Written task 1 →
In the blog post on parenting and an essay collection about raising daughters, at what age did the writer finally see Cats?
Written task 2 →
Continue the blog post on parenting and an essay collection about raising daughters, picking up after its final sentence.

Page excerpt →
════════════════════

I caught Chickadee in a lie this evening; I gave her two more chances to recant–neither of which she took–and then when I revealed that I had evidence to the contrary, she dissolved into tears and demanded to know why I hate her. Having come to this interaction fresh out of trying to make her brother try on his Easter clothes (“Take your pants off and try these on. Take your pants off. TAKE YOUR PANTS OFF! Monkey, please PUT YOUR UNDERWEAR BACK ON.”), I did the logical thing.
I announced that as soon as they were in bed, I would be phoning the Easter Bunny to tell him to skip our house.
Eventually all was set to rights. I allowed as to how perhaps I had been hasty about the Bunny; Monkey’s clothes were selected and laid out; Chickadee and I had a discussion about what happens when she lies and also that I love her no matter what. Many tearful apologies later (no, I’m not saying from whom) the kids were tucked in for the night.
I want to say something more profound and less trite-sounding than “I laughed, I cried, it was better than Cats” but, well, I laughed and I cried and I really never understood why everyone thought Cats was so great, anyway, because frankly parts of the story really creeped me out when I finally saw it at the ripe old age of 32.
What I CAN say that will perhaps convey how important I think this book is, is that I will read it again. I almost never reread books. I devour books on a regular basis and am the sort of person who will read utter schlock rather than be without a book in my hands, but there is perhaps one shelf reserved for the few works I will read again and again. This book will join the others on that shelf, assuming that I take it off of my nightstand for any length of time, which may not even happen.
I can say that I think this book is required reading for any woman raising a girl, or thinking of raising a girl. My only complaint is that it wasn’t out eight years ago when I found out I was going to have a daughter. Every woman I knew acted as if I’d won the lottery, while I guiltily kept my doubts and fears to myself.
The first essay in the collection (“Her Perfect Woman” by Carolyn Alessio) starts with the author’s description of her initial conviction that she would fit into her child’s world much more naturally as a doting but essentially absentee presence, so daunted did she find herself by the day-to-day care a baby required. Well, I reminded myself as I came to the end of the first page, I was the very model of maternal instinct, at least, thanks to years of babysitting, and so perhaps this piece would prove interesting, but not particularly relevant to my own experience.

════════════════════

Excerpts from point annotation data
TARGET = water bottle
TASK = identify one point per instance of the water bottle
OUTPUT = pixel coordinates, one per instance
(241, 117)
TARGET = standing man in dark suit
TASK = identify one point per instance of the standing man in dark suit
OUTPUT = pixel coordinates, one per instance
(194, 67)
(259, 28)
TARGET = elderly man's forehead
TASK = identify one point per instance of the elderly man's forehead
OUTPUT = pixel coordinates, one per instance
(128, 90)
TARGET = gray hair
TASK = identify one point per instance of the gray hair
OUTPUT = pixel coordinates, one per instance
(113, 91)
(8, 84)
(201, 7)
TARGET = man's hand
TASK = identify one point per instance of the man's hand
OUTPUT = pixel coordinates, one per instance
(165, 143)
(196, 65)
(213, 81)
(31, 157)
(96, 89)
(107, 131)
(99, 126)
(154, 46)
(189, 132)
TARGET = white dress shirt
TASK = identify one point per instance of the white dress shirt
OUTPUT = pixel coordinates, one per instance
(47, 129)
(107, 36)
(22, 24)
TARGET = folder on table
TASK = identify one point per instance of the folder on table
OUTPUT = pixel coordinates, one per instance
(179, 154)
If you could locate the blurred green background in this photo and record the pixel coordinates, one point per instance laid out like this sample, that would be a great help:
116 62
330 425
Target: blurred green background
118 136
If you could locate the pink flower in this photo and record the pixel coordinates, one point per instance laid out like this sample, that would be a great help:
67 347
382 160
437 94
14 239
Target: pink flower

════════════════════

Task result 1 →
At the ripe old age of 32.

Task result 2 →
And then I turned the page, and read:
Friends called me a bad feminist when I confided that I was hoping for a boy. Wanting a male is such a ridiculous, old-school cliche–an heir, a farmhand, a business associate to carry on the name. I knew this, but I feared having a girl child who might have weaknesses similar to my own, especially struggles with self-confidence.
And so I was hooked, half a page in, relieved to know that I was not the only person on the planet who had dreaded raising a girl. Not because girls are hard or bad or anything like that, but because I feared seeing my own struggles transpiring anew.
Much later in the collection, in “Daughter Dread” by Vicky Mlyniec, it was summed up exactly as I would’ve said it if I could’ve found those right words:
Having a daughter would mean adding to the already huge responsibility of child-rearing the task of untangling my past from my daughter’s present.
Right. That’s it, isn’t it?
It’s an entire volume of women laying themselves bare to discuss those complexities that so often get buried in everyday life or are too painful or personal to speak about as a matter of course. It’s a compilation of love letters to our daughters from imperfect, searching mothers. Moms like you. Moms like me. It’s different stories but a very common theme: It’s nothing like I thought it would be, and so much more than I expected.
Thank you, Andi, for undertaking this project. I spent hours mentally interjecting, “Yes!” to so much of what I read. When evening came and I was fielding another “why is this child so DIFFICULT?” moment I felt buoyed and calmed by my afternoon of reading. I knew we’d get through it. I felt brimming over with a fierce love for my girl instead of just frustrated and tired.
Many of the writers in the collection have sons in addition to one or more daughters, and discuss the differences in raising the two. No two examples were quite the same and yet they all spoke of the same simplicity, with sons, while daughters just seemed more… complicated. It reminded me of something that happened earlier this week.
Chickadee was telling me about girl at school, and commented that she doesn’t really like her all that much. When I asked why not, she said, “Well, she’s kinda bossy.”
I feigned shock and horror. “Bossy? WELL!” I snaked a finger around her waist to administer a quick tickle. “That’s TERRIBLE. I wonder if you know anyone ELSE who’s bossy? HMMMM?” I was–of course–inferring that she herself knows quite a bit about bossiness, and that I was finding her distaste for this trait somewhat amusing. She knew exactly what I was getting at, too.
But do you know what she did?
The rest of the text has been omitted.